• Objectif 1: Dans l'extrait sur le film L'Agence, pourquoi fallait-il au moins une star de la carrure de Matt Damon pour attirer l'attention ? Expliquez-le en une à trois phrases.
• Objectif 2: Rédigez la suite de l'extrait sur le film L'Agence, en reprenant après sa dernière phrase.

• Extrait proposé:
↓

Voilà un film sorti un peu de nulle part. Avec un titre aussi banal, un réalisateur au nom encore inconnu, il fallait au moins la présence d’une star de la carrure de Matt Damon pour attirer l’attention. L’Agence n’est pourtant pas né de nulle part : George Nofli, l’homme derrière la caméra et le scénario, a déjà écrit le scénario de La Vengeance dans la peau, le troisième volet de la célèbre trilogie Jason Bourne, ou encore d’Ocean’s Twelve. L’agence n’est pourtant pas une redite, c’est au contraire un film original et assez inclassable, une comédie romantique teintée de science-fiction ou plutôt de fantastique, le tout sur le ton assez léger de la comédie. Un film frais et plaisant.

↑

• Données fournies:
↓

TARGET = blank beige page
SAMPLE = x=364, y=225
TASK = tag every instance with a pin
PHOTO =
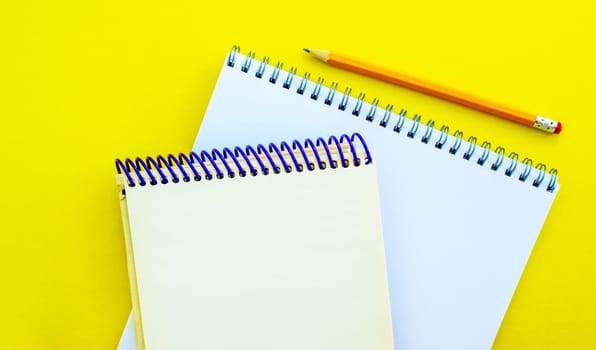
x=280, y=261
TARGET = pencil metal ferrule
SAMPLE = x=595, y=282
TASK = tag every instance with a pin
x=545, y=124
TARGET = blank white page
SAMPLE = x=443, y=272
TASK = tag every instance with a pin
x=457, y=234
x=287, y=261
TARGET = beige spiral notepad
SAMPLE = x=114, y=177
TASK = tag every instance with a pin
x=459, y=218
x=271, y=247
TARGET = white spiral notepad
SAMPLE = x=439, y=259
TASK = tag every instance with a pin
x=265, y=247
x=459, y=219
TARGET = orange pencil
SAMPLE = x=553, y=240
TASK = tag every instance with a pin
x=530, y=119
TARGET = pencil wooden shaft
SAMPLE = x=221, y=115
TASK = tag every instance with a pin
x=431, y=89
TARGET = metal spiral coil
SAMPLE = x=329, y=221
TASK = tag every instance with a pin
x=219, y=163
x=442, y=139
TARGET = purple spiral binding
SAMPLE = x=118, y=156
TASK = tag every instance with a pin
x=177, y=167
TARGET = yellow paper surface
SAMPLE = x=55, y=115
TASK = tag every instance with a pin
x=86, y=82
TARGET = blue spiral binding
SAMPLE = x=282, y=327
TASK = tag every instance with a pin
x=174, y=168
x=452, y=143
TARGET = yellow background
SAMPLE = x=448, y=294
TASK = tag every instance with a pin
x=84, y=82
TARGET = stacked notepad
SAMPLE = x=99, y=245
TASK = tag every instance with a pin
x=459, y=219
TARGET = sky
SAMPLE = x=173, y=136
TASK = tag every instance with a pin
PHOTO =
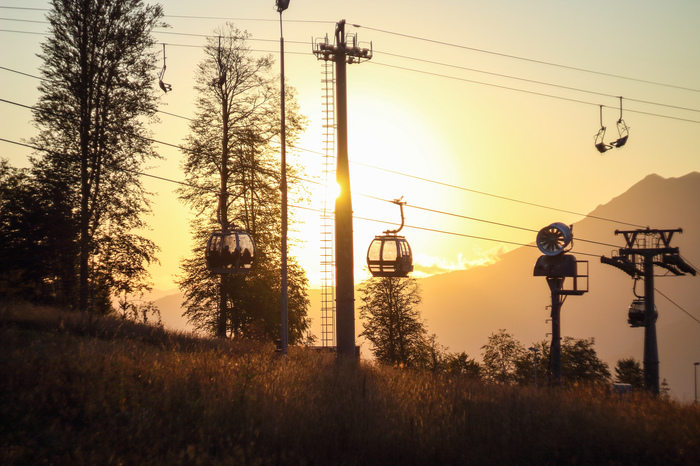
x=481, y=115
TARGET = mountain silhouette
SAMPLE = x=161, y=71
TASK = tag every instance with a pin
x=464, y=308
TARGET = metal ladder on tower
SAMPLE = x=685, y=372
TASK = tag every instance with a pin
x=327, y=216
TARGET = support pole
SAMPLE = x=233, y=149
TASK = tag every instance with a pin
x=651, y=351
x=555, y=285
x=284, y=330
x=345, y=293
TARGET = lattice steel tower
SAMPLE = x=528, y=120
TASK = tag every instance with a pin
x=327, y=219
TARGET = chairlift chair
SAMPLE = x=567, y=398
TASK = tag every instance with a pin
x=622, y=130
x=389, y=255
x=635, y=314
x=164, y=86
x=230, y=251
x=599, y=143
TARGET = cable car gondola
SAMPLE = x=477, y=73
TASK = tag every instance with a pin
x=230, y=251
x=389, y=255
x=635, y=315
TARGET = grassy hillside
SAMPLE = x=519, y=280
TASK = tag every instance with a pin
x=80, y=391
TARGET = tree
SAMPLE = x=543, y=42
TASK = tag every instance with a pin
x=392, y=320
x=500, y=356
x=232, y=169
x=629, y=370
x=96, y=97
x=462, y=364
x=579, y=363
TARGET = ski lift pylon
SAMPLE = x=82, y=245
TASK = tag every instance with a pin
x=389, y=255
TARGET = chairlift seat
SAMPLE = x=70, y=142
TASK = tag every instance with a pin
x=230, y=252
x=635, y=315
x=389, y=256
x=602, y=147
x=620, y=142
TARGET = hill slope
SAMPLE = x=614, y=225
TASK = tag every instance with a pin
x=464, y=308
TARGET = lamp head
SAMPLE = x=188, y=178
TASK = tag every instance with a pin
x=282, y=5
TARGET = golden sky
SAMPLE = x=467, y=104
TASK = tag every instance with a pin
x=498, y=97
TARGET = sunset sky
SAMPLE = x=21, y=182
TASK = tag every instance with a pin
x=486, y=110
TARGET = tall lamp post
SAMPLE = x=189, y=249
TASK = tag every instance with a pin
x=534, y=355
x=282, y=5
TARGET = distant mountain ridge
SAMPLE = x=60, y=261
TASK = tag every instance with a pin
x=463, y=308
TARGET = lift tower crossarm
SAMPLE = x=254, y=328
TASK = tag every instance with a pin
x=653, y=246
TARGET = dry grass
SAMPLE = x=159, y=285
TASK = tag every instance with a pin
x=76, y=391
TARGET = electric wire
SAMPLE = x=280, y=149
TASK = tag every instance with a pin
x=423, y=39
x=514, y=89
x=182, y=148
x=525, y=91
x=678, y=306
x=531, y=60
x=532, y=81
x=136, y=172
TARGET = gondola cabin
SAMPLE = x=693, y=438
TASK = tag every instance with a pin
x=635, y=315
x=389, y=256
x=230, y=251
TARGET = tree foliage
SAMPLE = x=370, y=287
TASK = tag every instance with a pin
x=500, y=357
x=392, y=322
x=232, y=169
x=629, y=370
x=96, y=97
x=579, y=363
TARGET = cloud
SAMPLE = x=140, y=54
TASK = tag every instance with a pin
x=425, y=265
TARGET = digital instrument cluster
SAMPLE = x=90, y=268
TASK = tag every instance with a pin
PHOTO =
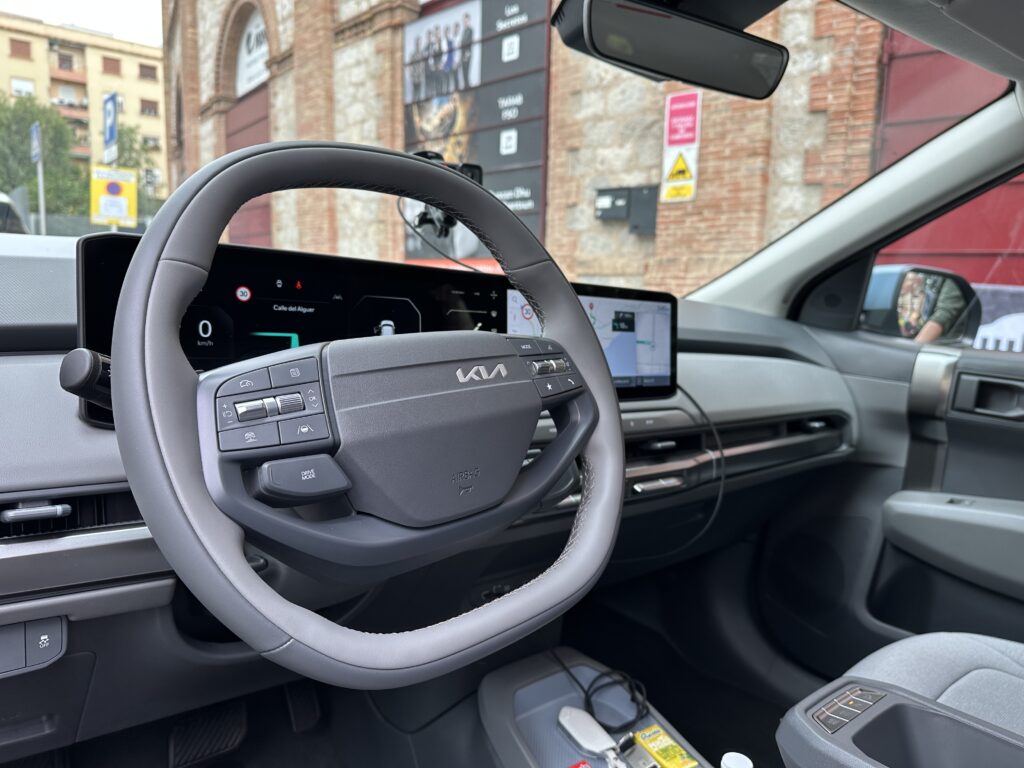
x=258, y=300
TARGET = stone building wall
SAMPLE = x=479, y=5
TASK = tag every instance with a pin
x=764, y=166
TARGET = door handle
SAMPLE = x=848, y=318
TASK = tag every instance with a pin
x=998, y=398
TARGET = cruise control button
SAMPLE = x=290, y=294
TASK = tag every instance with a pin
x=525, y=346
x=289, y=403
x=303, y=429
x=43, y=641
x=257, y=435
x=226, y=418
x=569, y=382
x=541, y=368
x=246, y=383
x=297, y=372
x=548, y=387
x=302, y=479
x=312, y=397
x=251, y=410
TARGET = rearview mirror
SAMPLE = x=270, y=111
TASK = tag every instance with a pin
x=921, y=303
x=652, y=40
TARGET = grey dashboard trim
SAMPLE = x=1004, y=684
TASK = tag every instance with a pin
x=78, y=559
x=737, y=388
x=44, y=443
x=93, y=603
x=975, y=538
x=38, y=310
x=711, y=328
x=882, y=407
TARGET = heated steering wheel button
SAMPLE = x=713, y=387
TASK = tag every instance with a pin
x=257, y=435
x=246, y=383
x=297, y=372
x=525, y=346
x=547, y=346
x=301, y=479
x=303, y=429
x=548, y=387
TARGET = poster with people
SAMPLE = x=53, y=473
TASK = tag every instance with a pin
x=442, y=52
x=475, y=90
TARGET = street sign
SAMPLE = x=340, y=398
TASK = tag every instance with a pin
x=36, y=141
x=111, y=128
x=114, y=197
x=682, y=146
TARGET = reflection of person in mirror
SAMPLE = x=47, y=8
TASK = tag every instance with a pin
x=465, y=50
x=910, y=304
x=946, y=310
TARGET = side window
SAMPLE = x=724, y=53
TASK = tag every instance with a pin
x=958, y=279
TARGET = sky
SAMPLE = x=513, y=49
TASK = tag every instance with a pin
x=135, y=20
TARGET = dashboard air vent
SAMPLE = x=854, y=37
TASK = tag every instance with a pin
x=70, y=514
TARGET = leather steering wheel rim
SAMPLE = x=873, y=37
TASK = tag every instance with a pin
x=154, y=388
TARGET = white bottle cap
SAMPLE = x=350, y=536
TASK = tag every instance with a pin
x=736, y=760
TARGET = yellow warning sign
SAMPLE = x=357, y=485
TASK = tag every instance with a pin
x=114, y=197
x=680, y=170
x=682, y=192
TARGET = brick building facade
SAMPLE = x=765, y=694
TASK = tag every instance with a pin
x=335, y=69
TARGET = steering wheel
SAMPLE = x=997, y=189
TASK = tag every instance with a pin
x=358, y=459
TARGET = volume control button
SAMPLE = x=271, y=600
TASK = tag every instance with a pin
x=289, y=403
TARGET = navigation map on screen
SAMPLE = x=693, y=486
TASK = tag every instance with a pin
x=636, y=335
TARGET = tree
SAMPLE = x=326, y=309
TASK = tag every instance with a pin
x=66, y=178
x=132, y=153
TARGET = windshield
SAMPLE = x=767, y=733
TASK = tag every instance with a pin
x=108, y=107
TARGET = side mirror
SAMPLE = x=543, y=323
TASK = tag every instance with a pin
x=654, y=40
x=921, y=303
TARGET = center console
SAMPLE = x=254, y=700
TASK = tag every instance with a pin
x=520, y=706
x=856, y=723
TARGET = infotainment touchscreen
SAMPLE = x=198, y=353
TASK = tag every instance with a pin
x=637, y=334
x=257, y=300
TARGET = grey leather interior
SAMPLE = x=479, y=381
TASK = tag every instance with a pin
x=155, y=408
x=977, y=675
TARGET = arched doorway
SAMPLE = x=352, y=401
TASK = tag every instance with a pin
x=248, y=122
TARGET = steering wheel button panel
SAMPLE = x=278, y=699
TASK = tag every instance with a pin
x=251, y=410
x=289, y=403
x=297, y=372
x=253, y=436
x=525, y=346
x=253, y=381
x=569, y=382
x=312, y=397
x=549, y=386
x=301, y=480
x=303, y=429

↑

• Réponse attendue 1: Le film avait un titre très banal et son réalisateur portait un nom encore inconnu. Seule la présence d'une star comme Matt Damon pouvait donc attirer l'attention sur lui.

• Réponse attendue 2:
Difficile d’évoquer l’histoire de L’agence sans trop en dévoiler et même si le scénario n’est pas nécessairement des plus originaux, sa découverte fait partie du plaisir du film. Disons quand même que l’agence dont il est question, le bureau des ajustements en VO, s’occupe de veiller à la réalisation d’un Plan qui dépasse les hommes et qui les dirige. L’humanité a une tendance naturelle à dévier du Plan et à faire n’importe quoi, si bien que l’agence veille à la remettre sur les rails de temps à autre. Précisons d’emblée que le film est adapté d’une nouvelle de Philip K. Dick, célèbre auteur de science-fiction qui a inspiré un grand nombre de films ces dernières années, et que son principe de base est la concrétisation de l’idée de Dieu. Nous pensons être gouvernés par des choix et notre libre arbitre, mais en fait nous suivons une voie écrite à l’avance pour nous et que l’on suivra nécessairement. Des hommes en noirs et en chapeau sont chargés de veiller au bon suivi des choses dans le monde et nous ne sommes jamais censés les rencontrer, ou même imaginer leur existence.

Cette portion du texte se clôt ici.